Identify every line in the records below that contains the string "compact", and copy each of those lines. Case counts.

→ Dataset excerpts:
===============
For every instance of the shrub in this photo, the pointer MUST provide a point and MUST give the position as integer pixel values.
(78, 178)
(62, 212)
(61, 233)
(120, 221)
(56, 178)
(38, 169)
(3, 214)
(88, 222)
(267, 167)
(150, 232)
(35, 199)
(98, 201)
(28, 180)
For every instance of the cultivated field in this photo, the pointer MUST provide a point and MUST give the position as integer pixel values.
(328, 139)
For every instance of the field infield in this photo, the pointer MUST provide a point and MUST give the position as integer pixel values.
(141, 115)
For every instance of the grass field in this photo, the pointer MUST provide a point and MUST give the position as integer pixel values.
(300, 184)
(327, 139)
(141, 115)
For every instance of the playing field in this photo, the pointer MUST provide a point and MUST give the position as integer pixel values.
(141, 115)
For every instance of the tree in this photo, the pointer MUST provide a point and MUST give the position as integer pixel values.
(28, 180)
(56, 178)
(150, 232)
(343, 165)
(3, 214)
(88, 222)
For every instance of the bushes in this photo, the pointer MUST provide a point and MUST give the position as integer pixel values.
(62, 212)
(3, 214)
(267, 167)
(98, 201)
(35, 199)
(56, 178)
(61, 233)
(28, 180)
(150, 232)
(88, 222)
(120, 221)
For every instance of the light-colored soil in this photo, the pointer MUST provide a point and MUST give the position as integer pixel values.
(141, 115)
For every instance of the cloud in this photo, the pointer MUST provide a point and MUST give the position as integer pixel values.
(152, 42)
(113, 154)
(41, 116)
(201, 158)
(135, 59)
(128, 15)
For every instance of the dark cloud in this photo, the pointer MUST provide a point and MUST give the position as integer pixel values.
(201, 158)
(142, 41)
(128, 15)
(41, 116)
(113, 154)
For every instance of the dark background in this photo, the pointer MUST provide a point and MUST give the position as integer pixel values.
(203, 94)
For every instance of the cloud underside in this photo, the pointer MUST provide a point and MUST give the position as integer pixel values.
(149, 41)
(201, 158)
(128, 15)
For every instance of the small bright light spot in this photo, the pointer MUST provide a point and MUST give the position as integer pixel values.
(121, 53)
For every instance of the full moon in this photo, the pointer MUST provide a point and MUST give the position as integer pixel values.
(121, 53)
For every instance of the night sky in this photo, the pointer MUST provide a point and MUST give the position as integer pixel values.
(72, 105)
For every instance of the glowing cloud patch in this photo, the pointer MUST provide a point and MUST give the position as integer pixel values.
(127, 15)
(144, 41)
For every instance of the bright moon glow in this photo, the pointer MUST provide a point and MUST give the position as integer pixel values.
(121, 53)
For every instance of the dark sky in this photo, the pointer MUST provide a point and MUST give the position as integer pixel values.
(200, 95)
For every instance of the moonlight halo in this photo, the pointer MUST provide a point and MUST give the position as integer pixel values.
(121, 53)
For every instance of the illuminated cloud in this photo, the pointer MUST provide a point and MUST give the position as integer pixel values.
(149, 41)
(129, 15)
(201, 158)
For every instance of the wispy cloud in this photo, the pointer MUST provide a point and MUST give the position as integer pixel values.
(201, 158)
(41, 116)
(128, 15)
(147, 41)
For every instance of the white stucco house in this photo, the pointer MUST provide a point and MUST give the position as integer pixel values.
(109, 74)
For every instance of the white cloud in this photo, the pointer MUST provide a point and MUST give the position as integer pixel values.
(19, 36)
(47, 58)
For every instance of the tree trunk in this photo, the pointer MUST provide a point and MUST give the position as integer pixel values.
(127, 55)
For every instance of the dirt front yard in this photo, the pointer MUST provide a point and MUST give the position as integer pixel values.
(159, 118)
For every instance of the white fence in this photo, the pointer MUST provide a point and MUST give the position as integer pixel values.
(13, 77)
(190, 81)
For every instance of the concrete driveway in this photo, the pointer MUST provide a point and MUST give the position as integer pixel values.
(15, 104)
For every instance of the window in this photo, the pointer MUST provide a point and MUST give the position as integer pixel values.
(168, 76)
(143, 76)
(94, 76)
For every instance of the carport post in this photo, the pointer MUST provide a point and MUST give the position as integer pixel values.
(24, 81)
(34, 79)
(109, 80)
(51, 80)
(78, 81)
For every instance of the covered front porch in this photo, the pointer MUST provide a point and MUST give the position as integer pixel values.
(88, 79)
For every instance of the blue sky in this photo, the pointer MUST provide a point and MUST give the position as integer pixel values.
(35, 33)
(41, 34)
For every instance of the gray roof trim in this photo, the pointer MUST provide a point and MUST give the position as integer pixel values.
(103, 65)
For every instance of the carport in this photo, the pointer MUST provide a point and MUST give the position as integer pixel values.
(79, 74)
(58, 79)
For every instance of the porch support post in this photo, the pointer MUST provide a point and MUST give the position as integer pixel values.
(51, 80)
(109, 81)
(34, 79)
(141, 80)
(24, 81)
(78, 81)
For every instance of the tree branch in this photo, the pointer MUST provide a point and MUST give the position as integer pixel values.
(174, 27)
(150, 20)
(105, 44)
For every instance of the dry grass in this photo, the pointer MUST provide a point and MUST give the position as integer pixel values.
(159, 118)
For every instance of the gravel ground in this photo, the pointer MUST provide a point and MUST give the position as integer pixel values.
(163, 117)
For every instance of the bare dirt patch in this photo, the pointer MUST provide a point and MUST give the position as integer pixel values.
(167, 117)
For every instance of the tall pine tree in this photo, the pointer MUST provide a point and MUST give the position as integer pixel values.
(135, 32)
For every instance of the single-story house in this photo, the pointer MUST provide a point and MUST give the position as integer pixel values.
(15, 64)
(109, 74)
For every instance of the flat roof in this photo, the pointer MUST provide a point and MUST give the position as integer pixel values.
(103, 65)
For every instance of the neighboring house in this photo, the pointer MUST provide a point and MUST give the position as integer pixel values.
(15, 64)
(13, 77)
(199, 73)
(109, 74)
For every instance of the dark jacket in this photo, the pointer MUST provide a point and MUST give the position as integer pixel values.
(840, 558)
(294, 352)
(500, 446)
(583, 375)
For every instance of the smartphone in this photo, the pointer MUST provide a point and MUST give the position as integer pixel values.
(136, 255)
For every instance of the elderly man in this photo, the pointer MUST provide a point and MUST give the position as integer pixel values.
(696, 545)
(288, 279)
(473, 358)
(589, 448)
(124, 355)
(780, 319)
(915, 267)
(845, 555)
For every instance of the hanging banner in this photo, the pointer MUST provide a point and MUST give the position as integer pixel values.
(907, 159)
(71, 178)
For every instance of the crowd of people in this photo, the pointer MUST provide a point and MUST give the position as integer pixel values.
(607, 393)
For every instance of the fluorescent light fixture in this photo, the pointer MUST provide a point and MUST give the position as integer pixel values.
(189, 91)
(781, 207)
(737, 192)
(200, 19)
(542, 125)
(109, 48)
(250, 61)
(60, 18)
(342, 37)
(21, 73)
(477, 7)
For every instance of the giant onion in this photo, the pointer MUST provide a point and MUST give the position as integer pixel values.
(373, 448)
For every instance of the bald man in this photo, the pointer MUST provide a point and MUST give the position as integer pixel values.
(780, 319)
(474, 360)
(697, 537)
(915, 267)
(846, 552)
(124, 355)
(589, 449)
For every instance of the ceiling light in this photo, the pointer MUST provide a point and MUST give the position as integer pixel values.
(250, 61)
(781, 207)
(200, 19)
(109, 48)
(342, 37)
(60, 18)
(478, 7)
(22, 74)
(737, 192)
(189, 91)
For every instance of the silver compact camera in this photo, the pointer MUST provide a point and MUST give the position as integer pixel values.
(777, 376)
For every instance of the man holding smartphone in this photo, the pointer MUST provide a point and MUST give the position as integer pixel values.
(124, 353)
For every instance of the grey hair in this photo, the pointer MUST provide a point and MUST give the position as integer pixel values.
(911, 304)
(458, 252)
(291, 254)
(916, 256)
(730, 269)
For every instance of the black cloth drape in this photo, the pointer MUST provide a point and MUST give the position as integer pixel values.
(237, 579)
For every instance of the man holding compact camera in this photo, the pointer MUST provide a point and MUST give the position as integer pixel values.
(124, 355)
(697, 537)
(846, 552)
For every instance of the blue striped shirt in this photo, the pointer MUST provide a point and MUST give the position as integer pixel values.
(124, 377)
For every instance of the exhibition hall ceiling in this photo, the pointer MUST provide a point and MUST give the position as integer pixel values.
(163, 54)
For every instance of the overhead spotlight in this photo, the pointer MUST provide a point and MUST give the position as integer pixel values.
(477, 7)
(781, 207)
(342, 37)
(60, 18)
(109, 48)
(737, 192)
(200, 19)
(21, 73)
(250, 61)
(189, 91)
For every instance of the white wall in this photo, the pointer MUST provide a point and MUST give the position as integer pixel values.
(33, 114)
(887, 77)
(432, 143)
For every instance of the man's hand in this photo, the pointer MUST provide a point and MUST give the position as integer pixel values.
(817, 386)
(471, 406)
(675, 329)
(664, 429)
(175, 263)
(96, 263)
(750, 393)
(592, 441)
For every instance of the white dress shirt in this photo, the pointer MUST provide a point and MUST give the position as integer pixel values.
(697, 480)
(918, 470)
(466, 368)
===============
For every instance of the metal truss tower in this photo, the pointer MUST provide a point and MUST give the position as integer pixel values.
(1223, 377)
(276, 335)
===============
→ Correct output:
For every instance of the silver compact camera in this photo, the pointer MUST provide a point and MUST give the position as integer pixel values.
For every instance of the man holding compact camera in this photo, the pointer MUST provide a point and MUST give the position as integer pixel values.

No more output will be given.